"BUY IT FOR LIFE"
Sometimes the best way to save money is to stop buying things that are planning to die.
I used to think “Buy It For Life” was a concept for men on Reddit who own cast iron skillets and say things like “they just don’t make ’em like they used to.”
Then I became a screenwriter.
And suddenly I was replacing the same cheap things over and over, always at the worst possible moment . That’s when it clicked that Buy It For Life isn’t about being fancy or minimalist or morally superior. It’s about reducing future emergencies.
When your income is unpredictable, the last thing you need is your stuff joining the chaos.
So this isn’t a list of “things to buy.” It’s more like: the handful of objects I finally stopped cheaping out on because the constant replacement cycle was costing me more (financially, physically, emotionally) than just buying the right version once.
Also, if you want a TLDR, you can buy everything I mentioned here plus a little extra HERE.
The Chair (Or: How I Learned I Actually Have a Spine)
I wrote for years sitting in a chair that my dad used to sit on in 1996. I told myself it was “fine.” It was not fine. It was quietly ruining my lower back.

------------------------------------------------------------------------

**What to work on:**
Please answer from the source document: what does the writer say Buy It For Life is really about reducing?

**Records from a data source:**
------------------------------------------------------------------------

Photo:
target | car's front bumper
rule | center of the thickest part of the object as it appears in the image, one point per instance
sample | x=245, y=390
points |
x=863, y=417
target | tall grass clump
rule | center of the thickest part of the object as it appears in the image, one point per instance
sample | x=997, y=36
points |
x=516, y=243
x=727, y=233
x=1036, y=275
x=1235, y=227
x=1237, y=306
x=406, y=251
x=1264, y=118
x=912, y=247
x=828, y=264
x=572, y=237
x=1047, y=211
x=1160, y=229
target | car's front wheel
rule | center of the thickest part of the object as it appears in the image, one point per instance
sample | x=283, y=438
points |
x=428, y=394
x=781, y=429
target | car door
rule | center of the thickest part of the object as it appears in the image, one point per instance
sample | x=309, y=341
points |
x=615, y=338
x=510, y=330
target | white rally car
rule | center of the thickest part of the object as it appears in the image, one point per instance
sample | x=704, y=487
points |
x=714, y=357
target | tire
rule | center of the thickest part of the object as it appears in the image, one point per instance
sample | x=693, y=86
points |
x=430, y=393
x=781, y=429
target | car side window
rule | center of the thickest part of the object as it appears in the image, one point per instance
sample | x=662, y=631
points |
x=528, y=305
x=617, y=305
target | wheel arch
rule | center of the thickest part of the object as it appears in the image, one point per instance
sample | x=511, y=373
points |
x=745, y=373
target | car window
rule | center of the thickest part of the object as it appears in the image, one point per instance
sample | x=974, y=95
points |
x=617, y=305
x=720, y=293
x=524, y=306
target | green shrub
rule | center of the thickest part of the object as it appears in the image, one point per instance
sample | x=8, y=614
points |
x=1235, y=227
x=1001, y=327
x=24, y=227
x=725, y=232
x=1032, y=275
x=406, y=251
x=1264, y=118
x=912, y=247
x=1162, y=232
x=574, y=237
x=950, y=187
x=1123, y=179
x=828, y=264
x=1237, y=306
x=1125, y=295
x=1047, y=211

------------------------------------------------------------------------

**Task answer:**
Future emergencies.